++++ Supplied entries

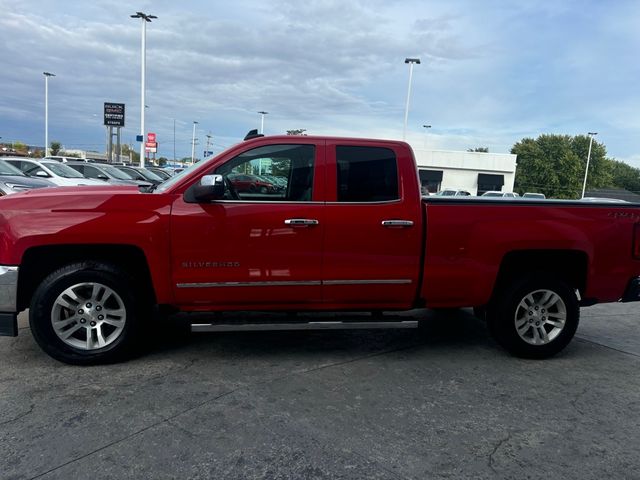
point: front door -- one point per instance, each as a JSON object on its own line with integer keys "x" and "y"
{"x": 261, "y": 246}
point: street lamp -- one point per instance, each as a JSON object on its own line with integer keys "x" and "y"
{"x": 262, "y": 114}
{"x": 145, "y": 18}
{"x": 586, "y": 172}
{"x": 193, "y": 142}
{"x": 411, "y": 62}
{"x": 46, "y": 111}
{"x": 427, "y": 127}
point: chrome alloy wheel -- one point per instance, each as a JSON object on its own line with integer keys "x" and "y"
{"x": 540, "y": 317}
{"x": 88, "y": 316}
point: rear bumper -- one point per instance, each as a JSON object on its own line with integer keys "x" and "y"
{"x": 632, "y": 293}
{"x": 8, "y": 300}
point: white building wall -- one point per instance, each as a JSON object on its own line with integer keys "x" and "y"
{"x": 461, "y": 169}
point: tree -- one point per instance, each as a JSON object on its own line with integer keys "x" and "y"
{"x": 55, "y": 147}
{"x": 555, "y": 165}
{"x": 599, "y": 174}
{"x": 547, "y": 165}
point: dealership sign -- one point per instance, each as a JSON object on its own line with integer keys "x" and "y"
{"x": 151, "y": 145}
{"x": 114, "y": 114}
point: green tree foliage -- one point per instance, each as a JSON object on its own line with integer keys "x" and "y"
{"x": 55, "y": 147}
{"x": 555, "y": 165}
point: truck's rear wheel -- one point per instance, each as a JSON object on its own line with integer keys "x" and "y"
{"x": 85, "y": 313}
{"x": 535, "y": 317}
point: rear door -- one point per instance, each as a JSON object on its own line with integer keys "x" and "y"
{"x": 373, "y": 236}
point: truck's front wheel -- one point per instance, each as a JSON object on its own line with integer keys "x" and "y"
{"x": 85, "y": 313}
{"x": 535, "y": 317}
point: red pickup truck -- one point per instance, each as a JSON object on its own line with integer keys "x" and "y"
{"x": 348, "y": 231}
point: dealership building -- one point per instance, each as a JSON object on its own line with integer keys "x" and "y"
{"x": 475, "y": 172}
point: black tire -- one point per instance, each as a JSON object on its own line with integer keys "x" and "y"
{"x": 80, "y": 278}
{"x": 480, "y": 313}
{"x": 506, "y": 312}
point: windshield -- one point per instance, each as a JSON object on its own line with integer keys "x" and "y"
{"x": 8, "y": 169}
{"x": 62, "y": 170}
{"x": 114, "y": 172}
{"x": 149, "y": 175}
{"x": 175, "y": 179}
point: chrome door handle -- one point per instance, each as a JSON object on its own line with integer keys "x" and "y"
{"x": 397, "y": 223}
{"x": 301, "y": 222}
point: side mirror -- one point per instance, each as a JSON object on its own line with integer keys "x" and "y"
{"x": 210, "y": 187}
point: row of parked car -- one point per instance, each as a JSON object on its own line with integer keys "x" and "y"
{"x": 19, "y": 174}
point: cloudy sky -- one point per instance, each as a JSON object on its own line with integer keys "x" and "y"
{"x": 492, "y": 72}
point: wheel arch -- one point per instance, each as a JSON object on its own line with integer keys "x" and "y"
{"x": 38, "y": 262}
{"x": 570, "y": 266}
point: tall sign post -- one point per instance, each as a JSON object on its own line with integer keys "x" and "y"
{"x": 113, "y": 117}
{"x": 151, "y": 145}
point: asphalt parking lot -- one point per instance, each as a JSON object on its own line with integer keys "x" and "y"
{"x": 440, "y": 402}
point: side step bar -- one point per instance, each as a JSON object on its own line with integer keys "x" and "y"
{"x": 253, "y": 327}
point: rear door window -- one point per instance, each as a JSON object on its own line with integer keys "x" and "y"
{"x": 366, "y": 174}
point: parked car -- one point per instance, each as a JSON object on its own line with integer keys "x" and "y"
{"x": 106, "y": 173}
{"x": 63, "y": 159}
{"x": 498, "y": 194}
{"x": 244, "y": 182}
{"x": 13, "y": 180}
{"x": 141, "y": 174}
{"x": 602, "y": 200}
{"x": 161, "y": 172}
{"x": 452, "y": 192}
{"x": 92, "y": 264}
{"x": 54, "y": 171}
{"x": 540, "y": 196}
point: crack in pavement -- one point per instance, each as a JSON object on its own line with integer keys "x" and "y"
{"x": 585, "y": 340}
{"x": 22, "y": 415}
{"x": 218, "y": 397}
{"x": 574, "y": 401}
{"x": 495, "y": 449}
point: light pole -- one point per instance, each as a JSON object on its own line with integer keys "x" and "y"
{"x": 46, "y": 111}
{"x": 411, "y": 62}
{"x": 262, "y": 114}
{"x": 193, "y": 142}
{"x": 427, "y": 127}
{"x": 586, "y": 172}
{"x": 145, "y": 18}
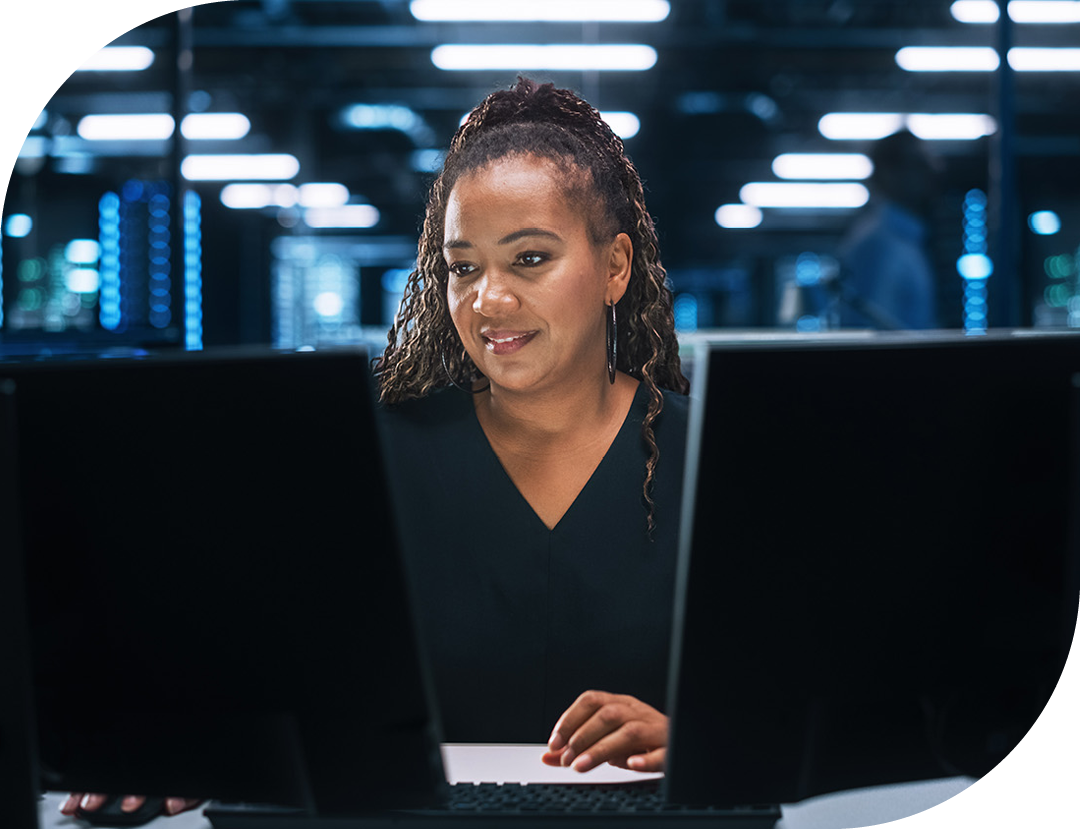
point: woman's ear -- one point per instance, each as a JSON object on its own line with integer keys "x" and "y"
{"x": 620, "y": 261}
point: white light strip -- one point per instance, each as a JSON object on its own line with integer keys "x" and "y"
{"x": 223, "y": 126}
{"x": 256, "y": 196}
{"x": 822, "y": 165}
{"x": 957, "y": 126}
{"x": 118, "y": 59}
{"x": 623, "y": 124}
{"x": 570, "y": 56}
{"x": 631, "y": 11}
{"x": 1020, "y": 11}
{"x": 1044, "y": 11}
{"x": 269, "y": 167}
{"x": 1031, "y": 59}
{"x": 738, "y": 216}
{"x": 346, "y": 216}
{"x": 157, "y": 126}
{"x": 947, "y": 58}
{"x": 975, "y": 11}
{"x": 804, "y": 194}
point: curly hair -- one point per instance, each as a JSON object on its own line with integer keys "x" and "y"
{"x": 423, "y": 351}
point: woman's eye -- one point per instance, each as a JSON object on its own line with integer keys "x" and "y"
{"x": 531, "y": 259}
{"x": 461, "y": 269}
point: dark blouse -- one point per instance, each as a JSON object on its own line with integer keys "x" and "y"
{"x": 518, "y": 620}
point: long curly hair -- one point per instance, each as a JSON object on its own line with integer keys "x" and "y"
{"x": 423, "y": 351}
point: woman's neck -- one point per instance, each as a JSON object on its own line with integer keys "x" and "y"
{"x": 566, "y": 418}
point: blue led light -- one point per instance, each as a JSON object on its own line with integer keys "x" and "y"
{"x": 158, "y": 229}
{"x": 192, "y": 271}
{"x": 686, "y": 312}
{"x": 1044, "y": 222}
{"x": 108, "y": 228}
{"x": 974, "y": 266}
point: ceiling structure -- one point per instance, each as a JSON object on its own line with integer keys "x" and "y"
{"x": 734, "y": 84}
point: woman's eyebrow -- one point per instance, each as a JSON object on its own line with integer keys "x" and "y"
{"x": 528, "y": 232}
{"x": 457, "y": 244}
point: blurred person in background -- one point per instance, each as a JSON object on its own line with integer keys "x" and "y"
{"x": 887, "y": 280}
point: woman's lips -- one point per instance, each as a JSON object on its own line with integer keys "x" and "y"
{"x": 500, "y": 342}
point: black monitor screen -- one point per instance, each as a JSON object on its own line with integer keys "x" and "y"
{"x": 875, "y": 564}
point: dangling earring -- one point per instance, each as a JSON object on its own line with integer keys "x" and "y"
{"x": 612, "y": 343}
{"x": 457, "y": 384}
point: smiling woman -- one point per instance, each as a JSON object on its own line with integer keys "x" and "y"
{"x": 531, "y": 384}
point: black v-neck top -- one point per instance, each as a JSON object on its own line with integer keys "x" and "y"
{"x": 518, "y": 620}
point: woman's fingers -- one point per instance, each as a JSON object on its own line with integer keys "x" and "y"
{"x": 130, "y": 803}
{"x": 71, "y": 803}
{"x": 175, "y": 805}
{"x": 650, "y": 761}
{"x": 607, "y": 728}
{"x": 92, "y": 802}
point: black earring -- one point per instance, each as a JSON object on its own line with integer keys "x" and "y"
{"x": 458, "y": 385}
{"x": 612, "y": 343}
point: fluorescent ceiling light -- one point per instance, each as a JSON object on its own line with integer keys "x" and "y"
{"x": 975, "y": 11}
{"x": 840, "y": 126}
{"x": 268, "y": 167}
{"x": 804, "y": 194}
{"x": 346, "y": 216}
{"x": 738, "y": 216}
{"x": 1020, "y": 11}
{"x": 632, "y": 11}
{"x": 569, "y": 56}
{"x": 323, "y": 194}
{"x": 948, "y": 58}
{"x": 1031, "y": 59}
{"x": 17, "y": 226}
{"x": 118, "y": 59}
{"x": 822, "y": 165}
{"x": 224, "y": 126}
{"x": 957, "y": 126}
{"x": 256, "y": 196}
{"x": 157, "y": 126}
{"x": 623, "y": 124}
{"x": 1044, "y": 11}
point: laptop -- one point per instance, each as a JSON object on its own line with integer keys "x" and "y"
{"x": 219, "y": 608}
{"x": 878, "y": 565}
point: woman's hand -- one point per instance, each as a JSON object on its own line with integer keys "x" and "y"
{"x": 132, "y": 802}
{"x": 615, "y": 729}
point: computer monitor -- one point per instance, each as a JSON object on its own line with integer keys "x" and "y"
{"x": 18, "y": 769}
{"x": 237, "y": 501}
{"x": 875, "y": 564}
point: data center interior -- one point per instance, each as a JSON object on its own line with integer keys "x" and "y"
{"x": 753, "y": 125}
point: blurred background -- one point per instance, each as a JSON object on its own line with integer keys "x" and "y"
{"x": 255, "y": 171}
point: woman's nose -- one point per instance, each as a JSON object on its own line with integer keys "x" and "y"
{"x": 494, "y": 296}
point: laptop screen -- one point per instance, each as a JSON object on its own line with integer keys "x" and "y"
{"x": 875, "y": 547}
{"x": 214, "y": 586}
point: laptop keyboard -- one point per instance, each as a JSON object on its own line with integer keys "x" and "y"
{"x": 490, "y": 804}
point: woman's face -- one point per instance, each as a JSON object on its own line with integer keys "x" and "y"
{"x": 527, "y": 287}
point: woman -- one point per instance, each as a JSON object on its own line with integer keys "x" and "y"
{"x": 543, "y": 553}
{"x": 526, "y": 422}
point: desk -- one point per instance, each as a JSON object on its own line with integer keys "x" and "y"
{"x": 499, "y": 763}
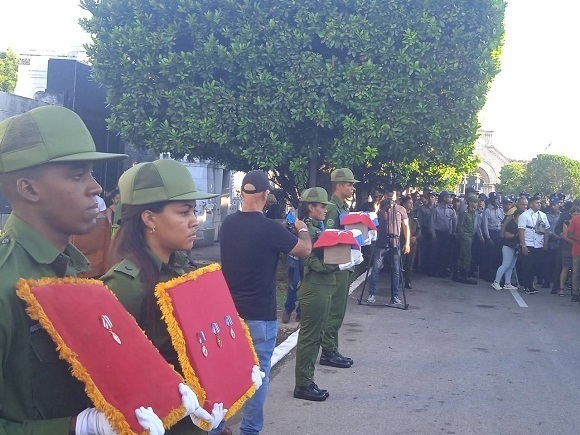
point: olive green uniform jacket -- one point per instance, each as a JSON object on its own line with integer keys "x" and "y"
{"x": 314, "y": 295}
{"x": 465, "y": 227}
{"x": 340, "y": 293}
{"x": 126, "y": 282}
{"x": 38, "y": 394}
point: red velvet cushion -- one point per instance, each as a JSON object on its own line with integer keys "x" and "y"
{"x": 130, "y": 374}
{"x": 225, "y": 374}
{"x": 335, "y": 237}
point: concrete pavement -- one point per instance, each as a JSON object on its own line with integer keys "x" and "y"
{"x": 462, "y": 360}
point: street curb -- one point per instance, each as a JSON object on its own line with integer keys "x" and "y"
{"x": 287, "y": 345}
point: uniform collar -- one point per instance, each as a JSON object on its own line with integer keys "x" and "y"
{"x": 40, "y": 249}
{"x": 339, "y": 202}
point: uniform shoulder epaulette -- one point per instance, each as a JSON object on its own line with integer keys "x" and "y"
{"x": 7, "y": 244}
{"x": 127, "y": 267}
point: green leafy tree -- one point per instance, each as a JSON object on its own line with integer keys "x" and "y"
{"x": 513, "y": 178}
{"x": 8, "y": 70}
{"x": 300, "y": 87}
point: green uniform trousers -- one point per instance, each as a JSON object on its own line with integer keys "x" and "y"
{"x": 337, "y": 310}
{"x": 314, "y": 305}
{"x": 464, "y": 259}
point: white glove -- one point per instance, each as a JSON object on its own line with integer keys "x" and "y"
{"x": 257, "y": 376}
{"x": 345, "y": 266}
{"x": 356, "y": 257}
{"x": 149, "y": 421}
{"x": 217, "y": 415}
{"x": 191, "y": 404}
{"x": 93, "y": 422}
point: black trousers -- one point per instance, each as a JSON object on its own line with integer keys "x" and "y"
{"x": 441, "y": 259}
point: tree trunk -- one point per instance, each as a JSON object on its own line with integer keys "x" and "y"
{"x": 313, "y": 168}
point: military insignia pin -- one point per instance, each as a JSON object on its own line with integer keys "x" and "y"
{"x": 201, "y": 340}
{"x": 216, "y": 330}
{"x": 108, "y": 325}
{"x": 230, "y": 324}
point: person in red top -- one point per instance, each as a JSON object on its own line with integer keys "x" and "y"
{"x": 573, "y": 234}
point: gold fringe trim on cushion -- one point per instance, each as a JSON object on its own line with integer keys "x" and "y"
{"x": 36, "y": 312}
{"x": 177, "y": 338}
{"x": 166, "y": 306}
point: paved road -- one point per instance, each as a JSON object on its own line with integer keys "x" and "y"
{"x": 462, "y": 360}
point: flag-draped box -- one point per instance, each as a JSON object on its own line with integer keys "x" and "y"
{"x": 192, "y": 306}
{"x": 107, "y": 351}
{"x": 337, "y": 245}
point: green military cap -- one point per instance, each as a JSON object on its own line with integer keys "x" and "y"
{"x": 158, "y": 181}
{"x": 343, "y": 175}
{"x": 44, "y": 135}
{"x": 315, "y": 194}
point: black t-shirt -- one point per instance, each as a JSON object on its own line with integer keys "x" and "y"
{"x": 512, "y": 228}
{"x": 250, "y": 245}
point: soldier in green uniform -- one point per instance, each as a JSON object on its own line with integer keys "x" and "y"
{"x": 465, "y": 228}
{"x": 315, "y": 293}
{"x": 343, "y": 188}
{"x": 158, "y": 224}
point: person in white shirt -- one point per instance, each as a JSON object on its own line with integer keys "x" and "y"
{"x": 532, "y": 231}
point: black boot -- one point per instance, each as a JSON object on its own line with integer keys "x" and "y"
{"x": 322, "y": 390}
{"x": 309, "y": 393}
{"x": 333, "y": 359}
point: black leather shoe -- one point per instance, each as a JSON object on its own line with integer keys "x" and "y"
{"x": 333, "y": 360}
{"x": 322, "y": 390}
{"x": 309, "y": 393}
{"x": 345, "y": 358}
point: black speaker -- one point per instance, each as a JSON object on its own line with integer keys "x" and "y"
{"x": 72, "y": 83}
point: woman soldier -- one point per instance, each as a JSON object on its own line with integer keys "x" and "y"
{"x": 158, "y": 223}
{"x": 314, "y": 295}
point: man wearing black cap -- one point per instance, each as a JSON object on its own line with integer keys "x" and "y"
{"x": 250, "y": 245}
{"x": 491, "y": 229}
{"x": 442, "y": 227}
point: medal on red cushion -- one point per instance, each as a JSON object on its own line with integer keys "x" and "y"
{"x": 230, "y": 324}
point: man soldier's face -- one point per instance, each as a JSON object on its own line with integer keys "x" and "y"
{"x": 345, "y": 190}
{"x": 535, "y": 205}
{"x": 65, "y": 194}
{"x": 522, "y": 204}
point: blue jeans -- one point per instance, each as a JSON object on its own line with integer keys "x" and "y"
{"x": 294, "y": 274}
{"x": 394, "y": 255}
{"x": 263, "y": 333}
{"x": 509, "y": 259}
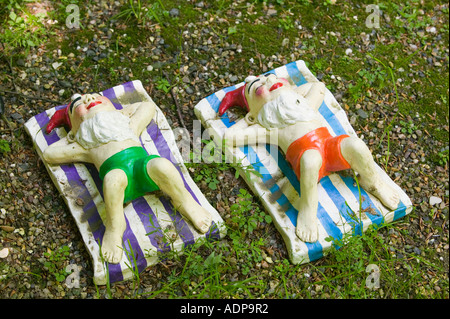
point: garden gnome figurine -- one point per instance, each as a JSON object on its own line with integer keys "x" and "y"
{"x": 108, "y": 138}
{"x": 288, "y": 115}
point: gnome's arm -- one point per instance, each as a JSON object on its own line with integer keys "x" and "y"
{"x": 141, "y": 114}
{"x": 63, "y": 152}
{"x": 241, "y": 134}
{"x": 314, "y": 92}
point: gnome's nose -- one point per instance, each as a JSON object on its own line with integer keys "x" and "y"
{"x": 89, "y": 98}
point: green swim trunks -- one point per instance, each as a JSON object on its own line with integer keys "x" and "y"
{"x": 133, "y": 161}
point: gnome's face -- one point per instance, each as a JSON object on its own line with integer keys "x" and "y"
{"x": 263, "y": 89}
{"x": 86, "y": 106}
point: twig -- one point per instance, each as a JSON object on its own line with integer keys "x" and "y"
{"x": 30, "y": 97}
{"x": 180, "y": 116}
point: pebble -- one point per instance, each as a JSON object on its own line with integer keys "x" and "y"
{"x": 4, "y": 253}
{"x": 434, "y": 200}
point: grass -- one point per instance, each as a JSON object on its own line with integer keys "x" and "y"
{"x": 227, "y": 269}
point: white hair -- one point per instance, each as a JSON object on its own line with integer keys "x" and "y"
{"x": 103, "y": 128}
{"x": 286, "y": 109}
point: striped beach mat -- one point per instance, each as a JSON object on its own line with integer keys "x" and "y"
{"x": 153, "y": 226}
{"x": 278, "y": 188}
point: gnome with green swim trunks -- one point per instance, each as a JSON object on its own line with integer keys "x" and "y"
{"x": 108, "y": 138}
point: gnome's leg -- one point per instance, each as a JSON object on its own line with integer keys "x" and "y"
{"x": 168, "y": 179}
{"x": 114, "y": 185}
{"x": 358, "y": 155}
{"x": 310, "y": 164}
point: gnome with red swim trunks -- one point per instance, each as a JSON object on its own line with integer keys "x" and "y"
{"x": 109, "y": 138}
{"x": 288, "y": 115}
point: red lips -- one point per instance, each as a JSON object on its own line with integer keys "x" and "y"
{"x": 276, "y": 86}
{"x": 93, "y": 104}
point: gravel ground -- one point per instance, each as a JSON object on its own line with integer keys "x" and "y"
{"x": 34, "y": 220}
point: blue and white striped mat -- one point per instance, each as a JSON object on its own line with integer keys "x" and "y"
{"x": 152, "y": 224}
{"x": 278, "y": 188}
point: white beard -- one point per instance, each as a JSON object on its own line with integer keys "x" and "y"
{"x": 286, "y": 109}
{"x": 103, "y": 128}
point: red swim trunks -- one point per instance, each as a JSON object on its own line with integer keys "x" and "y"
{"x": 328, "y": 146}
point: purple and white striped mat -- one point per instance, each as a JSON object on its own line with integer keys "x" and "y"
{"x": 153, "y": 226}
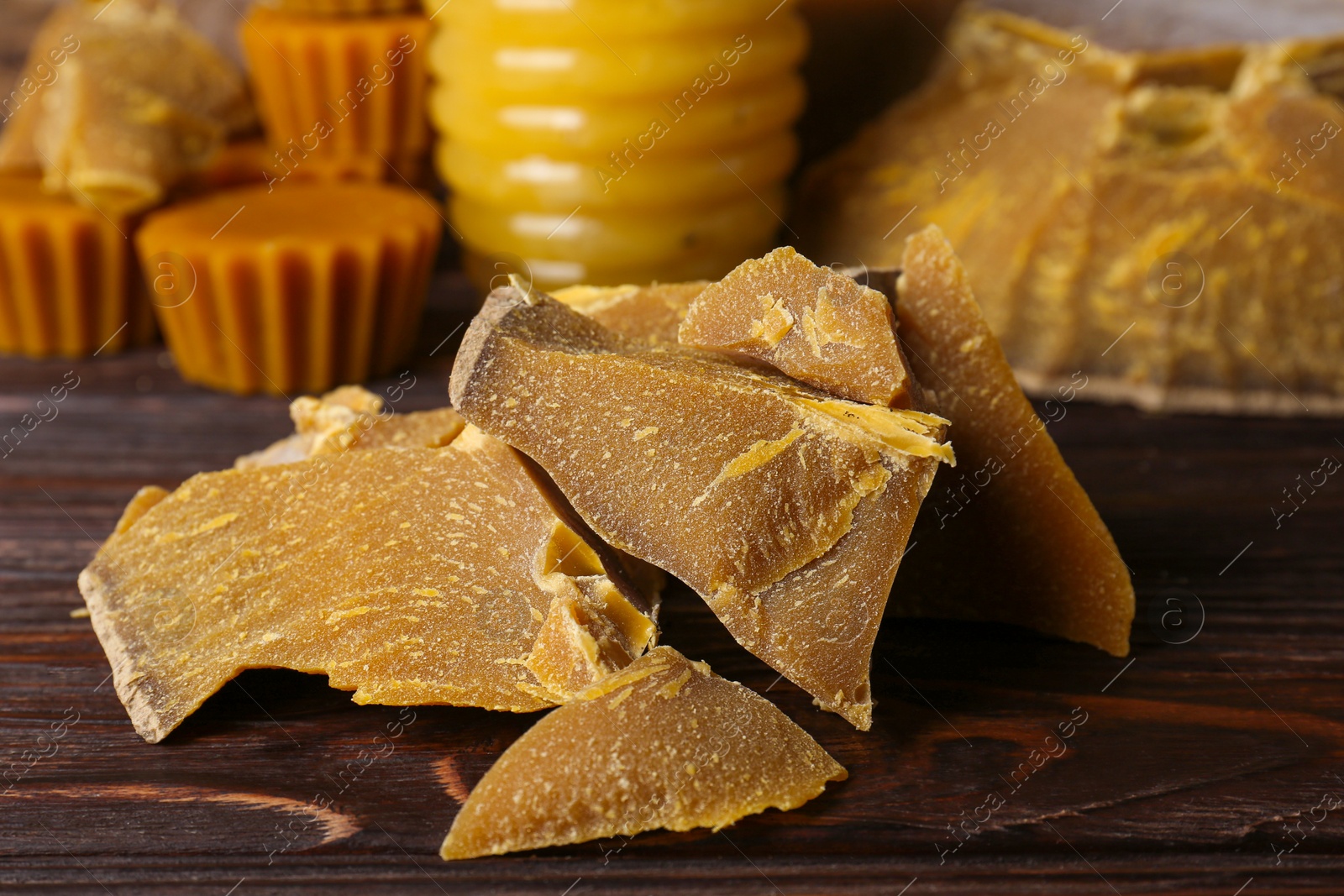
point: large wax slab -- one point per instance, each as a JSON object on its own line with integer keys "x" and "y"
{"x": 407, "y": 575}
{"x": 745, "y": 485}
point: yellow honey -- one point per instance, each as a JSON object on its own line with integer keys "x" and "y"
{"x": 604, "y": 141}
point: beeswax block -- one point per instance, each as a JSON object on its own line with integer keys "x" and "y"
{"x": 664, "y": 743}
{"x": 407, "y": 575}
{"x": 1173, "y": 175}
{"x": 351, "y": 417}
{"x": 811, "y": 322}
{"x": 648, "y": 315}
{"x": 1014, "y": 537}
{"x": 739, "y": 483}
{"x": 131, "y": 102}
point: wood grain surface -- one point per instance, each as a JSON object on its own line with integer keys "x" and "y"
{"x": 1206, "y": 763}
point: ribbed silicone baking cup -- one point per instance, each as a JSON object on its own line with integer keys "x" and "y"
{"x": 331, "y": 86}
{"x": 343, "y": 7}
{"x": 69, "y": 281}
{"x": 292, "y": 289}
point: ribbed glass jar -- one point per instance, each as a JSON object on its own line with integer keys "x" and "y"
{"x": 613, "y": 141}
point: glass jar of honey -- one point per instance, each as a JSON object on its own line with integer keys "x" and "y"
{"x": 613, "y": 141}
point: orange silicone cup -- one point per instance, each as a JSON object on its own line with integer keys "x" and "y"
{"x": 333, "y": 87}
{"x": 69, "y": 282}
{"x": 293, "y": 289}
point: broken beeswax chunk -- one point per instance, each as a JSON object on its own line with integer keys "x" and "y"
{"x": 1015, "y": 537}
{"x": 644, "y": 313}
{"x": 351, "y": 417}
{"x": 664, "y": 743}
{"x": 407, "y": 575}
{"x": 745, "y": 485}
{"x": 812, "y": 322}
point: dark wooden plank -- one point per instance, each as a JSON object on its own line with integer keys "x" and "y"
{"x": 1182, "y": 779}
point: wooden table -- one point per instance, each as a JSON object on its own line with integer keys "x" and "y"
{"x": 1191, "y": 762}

++++++++

What you will do: Reproduce, word for word, every line starting at the line that contains "point: broken beeswax" and ending with the final line of the entries.

Solved exercise:
point: broken beeswax chunk -- one point per instance, each as a JSON object on its own line with integer keys "x" and "y"
{"x": 1015, "y": 537}
{"x": 644, "y": 313}
{"x": 351, "y": 417}
{"x": 664, "y": 743}
{"x": 407, "y": 575}
{"x": 745, "y": 485}
{"x": 812, "y": 322}
point: dark wooden plank -- one point per instance, each as a JSON object on its own line with integer keys "x" and "y"
{"x": 1182, "y": 779}
point: wooden table -- one point per instance, each as a JSON object on its own line with integer keys "x" and "y"
{"x": 1191, "y": 762}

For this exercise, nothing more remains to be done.